Article -
# Earthborn Grain Free?



## Tymaca (Oct 13, 2011)

Well, I was feeding both of my dogs raw for the last 6 months and recently made a decision to switch back to kibble. Of course, after all of my extensive research, I choose TOTW and now it is being recalled! Grrrr!!!

Only one of my dogs is having issues, but I can't stand to wake up to diarrhea all over the house again. It has been absolutely disgusting. I can only imagine it is from the food?!

So, now I am looking for another new food and was thinking of trying the Earthborn Grain Free. My first choice would be Orijen (or Acana - same company), but with both a 75lb and a 45lb dog in the house, it is really expensive! I was hoping to hear good things about the Earthborn.

I just got a new bag of TOTW that is supposedly not affected by the recall, but I was thinking of returning it and not taking any chances. What are your thoughts?


----------



## petitpie (Nov 16, 2011)

It seems Diamond has had recalls before with their dog food. They also claim that they have to use additives from China. Other good food is available.


----------



## georgiapeach (Oct 9, 2009)

Problem set -
• 1. In the dog food thread, rewrite the passage from "# Earthborn Grain" to "about the Earthborn.", replacing "kibble" with "dry food".
• 2. Extend the dog food thread beyond its final line.

Recorded information -
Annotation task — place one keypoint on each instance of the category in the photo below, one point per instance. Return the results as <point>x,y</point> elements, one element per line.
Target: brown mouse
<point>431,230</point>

Set of answers -
• 1.
# Earthborn Grain Free?



## Tymaca (Oct 13, 2011)

Well, I was feeding both of my dogs raw for the last 6 months and recently made a decision to switch back to dry food. Of course, after all of my extensive research, I choose TOTW and now it is being recalled! Grrrr!!!

Only one of my dogs is having issues, but I can't stand to wake up to diarrhea all over the house again. It has been absolutely disgusting. I can only imagine it is from the food?!

So, now I am looking for another new food and was thinking of trying the Earthborn Grain Free. My first choice would be Orijen (or Acana - same company), but with both a 75lb and a 45lb dog in the house, it is really expensive! I was hoping to hear good things about the Earthborn.

• 2.
Earthborn is a good food and a little cheaper than some of the other good ones. Acana grain free is good, too. 

You may want to fast your dog for 12 hours before feeding again to let his tummy settle down, and maybe give chicken/beef and rice for a day or two.


----------



## TTUSpoo (Oct 29, 2011)

Both of my dogs were on TOTW and I have begun switching them over to earthborn with no problems. My two year old is totally switched over (3 days) I'm slooooooowly switching over my 9 month old as he has a sensitive tummy.


----------



## angrymeerkat (Aug 31, 2011)

*Also switched to Earthborn*

I was also using Taste of the Wild, specifically, the salmon formula. I did not know that the recall had included TOTW. I ran out of food and went to my pet food store and they informed me they were not going to carry the TOTW for a while until the recall had been settled. I had no food left at all. So unfortunately I had to switch Spike suddenly instead of gradually. Earthborn was what the store recommended to switch to. It was the most similar. It was also grain free and fish based. Spike is a very picky eater. I was worried about the sudden switch. He ate the food right away! We did have a few loose stools but not full on diarrhea.


----------



## Tymaca (Oct 13, 2011)

TTUSpoo said:


> Both of my dogs were on TOTW and I have begun switching them over to earthborn with no problems. My two year old is totally switched over (3 days) I'm slooooooowly switching over my 9 month old as he has a sensitive tummy.


I am so glad to hear everyone did well with the switch. I am thinking of doing the same.


----------



## Poodle Head (Sep 12, 2011)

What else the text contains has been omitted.